**Do this**.
Rewrite the entries from the start through the line containing "(199, 1184)", swapping "light blue door" for "pale blue door" and leaving everything else unchanged. Give only those lines.

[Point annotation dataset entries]
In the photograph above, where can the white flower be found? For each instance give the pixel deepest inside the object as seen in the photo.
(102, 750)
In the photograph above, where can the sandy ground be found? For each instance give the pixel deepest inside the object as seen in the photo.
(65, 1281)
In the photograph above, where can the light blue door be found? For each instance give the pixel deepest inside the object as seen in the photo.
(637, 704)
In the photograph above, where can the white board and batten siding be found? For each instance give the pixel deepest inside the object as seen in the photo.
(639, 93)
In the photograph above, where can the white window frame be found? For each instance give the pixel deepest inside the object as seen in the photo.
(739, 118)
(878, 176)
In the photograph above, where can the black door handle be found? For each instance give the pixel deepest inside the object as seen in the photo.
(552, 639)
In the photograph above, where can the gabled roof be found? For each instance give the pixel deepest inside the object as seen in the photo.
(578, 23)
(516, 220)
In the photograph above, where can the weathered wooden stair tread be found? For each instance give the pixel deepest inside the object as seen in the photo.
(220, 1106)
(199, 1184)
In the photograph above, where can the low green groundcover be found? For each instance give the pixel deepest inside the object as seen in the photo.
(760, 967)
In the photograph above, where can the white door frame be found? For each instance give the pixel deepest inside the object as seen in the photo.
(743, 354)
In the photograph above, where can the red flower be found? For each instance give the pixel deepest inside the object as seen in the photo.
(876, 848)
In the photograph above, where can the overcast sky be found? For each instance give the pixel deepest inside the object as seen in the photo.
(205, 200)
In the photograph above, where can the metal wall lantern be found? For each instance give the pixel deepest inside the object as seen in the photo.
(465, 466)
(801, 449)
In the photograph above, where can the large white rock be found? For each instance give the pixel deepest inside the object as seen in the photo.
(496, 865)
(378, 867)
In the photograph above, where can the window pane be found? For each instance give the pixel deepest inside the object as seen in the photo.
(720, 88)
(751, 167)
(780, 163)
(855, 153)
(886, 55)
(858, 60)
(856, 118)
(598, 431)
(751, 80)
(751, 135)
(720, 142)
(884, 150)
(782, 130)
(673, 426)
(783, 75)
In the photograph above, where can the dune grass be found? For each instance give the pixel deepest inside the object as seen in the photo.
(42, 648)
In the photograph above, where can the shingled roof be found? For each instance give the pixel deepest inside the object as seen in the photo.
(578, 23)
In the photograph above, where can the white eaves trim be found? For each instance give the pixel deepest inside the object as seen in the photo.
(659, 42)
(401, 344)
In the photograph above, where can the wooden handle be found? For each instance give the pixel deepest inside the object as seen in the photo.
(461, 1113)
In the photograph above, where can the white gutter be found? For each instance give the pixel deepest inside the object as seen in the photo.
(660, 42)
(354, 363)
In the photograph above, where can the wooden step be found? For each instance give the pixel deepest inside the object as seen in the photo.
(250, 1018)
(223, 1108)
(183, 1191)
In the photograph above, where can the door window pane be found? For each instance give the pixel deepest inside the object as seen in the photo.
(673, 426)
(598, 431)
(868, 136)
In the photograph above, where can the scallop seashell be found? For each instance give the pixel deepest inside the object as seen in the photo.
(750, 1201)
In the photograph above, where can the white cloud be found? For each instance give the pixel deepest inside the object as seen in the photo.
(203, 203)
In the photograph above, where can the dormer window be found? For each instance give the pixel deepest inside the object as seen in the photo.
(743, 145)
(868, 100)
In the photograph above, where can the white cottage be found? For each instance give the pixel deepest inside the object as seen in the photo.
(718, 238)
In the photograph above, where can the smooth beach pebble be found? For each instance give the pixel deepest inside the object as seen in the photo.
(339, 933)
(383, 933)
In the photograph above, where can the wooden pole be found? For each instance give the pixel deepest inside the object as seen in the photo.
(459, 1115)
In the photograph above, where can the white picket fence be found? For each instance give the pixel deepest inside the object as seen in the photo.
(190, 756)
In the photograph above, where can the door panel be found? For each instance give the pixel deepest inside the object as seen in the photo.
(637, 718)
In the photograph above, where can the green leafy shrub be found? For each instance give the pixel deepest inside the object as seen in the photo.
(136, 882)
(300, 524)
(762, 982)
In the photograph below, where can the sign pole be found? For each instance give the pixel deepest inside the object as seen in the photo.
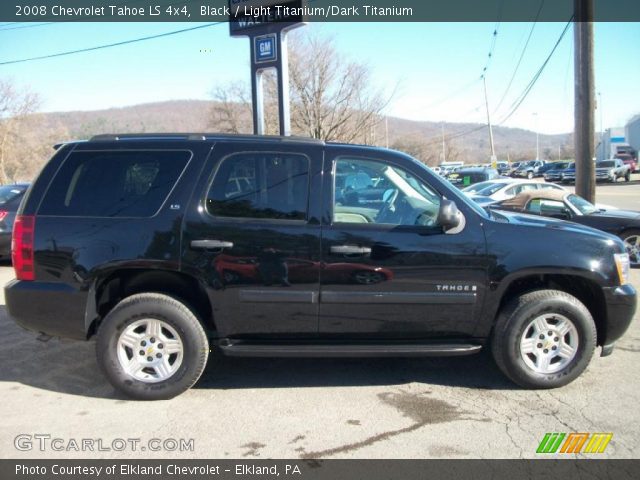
(267, 31)
(284, 113)
(257, 95)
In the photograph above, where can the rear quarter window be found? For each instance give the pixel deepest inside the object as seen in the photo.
(114, 183)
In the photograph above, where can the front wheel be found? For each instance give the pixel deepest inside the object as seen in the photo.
(151, 347)
(544, 339)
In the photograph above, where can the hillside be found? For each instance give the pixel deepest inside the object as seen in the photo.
(31, 146)
(194, 116)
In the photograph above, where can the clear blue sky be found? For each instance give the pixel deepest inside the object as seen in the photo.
(436, 65)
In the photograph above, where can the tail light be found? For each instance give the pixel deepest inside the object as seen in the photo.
(22, 247)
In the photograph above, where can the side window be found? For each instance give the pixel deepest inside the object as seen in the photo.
(114, 183)
(261, 185)
(370, 191)
(546, 207)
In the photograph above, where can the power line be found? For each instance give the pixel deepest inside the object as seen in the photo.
(100, 47)
(516, 104)
(515, 71)
(30, 25)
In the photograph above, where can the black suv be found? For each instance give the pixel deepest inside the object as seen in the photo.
(164, 246)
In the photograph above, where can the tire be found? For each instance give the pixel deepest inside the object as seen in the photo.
(514, 327)
(631, 239)
(127, 339)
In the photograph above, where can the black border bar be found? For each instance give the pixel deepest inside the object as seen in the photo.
(323, 10)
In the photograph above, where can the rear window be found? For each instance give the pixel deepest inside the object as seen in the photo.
(114, 184)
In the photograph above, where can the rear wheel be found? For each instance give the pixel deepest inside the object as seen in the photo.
(544, 339)
(151, 347)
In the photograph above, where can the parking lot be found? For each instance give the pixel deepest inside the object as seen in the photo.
(333, 408)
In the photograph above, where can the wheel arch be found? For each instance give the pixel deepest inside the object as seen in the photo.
(583, 287)
(122, 283)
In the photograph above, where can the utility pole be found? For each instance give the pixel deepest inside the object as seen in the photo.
(486, 101)
(584, 99)
(444, 155)
(537, 138)
(386, 130)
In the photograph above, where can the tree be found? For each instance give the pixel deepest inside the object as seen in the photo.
(16, 120)
(332, 97)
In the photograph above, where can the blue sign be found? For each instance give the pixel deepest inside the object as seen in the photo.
(265, 48)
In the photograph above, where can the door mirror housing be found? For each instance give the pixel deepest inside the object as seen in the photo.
(448, 215)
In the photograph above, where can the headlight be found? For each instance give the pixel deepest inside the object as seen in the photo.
(623, 266)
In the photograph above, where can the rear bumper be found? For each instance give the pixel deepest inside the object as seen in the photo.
(55, 309)
(621, 306)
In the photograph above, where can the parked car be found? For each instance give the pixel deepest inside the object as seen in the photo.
(119, 237)
(503, 168)
(568, 175)
(554, 172)
(529, 169)
(568, 206)
(486, 193)
(630, 162)
(611, 170)
(242, 270)
(466, 176)
(10, 198)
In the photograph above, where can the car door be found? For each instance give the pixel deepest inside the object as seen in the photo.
(400, 276)
(253, 221)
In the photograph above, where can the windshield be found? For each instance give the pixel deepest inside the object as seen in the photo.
(581, 204)
(606, 164)
(9, 192)
(483, 188)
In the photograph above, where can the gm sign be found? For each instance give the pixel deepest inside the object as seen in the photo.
(265, 48)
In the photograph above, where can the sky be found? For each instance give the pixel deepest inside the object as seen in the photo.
(433, 68)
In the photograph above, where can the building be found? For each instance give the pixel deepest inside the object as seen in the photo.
(632, 131)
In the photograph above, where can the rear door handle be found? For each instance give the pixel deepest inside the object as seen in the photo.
(350, 250)
(210, 244)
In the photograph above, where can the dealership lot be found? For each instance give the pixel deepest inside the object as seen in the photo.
(334, 408)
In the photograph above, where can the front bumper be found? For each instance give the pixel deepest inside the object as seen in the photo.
(54, 309)
(621, 305)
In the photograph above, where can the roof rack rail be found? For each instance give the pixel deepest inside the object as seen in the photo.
(110, 137)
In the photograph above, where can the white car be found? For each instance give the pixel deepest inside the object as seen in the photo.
(491, 191)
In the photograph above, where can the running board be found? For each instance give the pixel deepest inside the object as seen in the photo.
(341, 350)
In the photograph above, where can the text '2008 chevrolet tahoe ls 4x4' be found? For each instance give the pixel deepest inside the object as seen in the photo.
(162, 246)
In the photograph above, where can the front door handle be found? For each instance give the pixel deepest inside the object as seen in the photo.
(350, 250)
(210, 244)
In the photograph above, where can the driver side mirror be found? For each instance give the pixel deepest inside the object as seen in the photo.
(448, 215)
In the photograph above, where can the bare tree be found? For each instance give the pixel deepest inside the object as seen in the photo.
(17, 107)
(332, 97)
(231, 112)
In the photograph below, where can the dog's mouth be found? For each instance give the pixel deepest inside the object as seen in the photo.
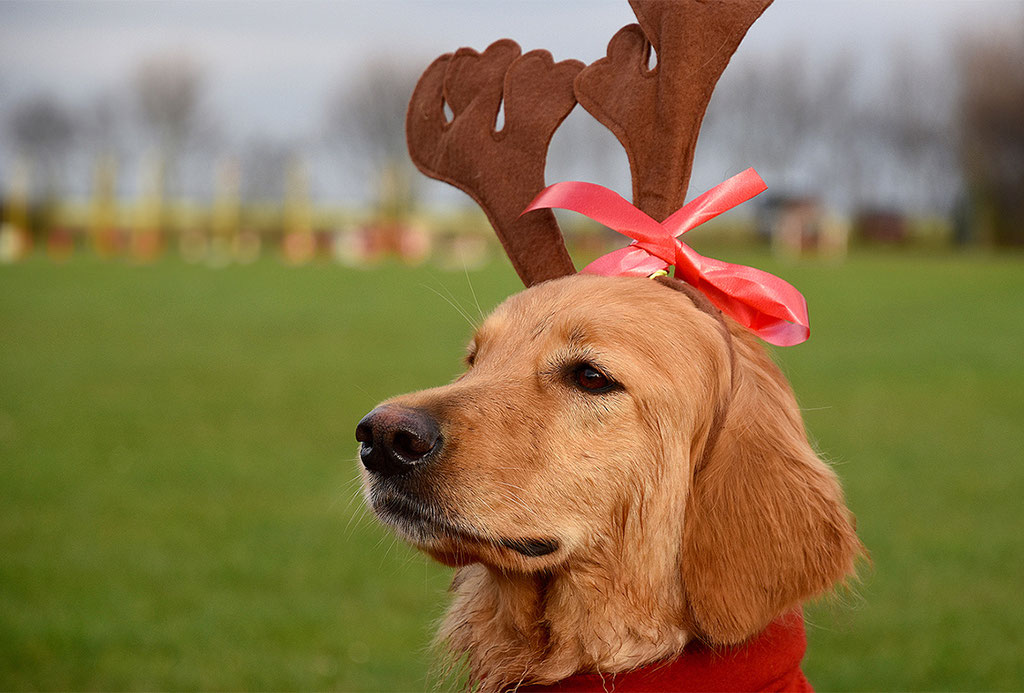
(430, 527)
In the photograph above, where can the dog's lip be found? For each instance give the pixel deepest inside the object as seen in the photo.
(428, 522)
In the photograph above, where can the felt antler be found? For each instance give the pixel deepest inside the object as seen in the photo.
(501, 170)
(656, 114)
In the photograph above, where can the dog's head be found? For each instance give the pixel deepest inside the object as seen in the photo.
(616, 419)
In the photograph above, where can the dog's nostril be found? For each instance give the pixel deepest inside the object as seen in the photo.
(396, 439)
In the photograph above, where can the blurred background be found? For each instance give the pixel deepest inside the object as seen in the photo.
(215, 256)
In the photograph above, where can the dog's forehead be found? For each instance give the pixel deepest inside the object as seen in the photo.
(587, 306)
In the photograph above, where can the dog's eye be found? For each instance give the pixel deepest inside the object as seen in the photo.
(592, 380)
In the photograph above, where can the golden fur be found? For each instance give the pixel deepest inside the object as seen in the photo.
(685, 504)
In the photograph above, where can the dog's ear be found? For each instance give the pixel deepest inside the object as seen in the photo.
(765, 526)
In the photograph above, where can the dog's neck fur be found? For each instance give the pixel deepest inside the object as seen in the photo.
(545, 627)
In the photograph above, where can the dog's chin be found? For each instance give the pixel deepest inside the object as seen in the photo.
(451, 540)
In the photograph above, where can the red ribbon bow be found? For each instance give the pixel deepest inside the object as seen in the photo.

**Written response**.
In the photograph above, where can the white flower be found? For each instance give the pixel deepest inside the object as seen in the photo.
(102, 750)
In the photograph above, where can the sandy ground be found? For each instance give the pixel deepest inside the object as seen in the photo.
(65, 1281)
In the photograph above, where can the pale blue door be found? For each instance give the pixel deepest inside the object as seen in the photo.
(637, 704)
In the photograph above, where can the white board and batten siding be found? For each instance give the pixel deepest inside the object as seen in the photo.
(639, 93)
In the photograph above, where can the white window frame be found? For each instance give the pixel deepest inside the object as seen in the photo.
(739, 118)
(878, 176)
In the photograph above, where can the black door handle be found? For each instance give the pixel deepest inside the object as seen in the photo.
(552, 639)
In the photograph above, where can the gabled roof be found? For each instance give the pixel deepest inside the object as seen in the photo.
(578, 23)
(516, 220)
In the photograph above, where can the weathered wooden stair tread be found? For each instance give the pixel deepest inside the object as seen in the photo.
(220, 1106)
(199, 1184)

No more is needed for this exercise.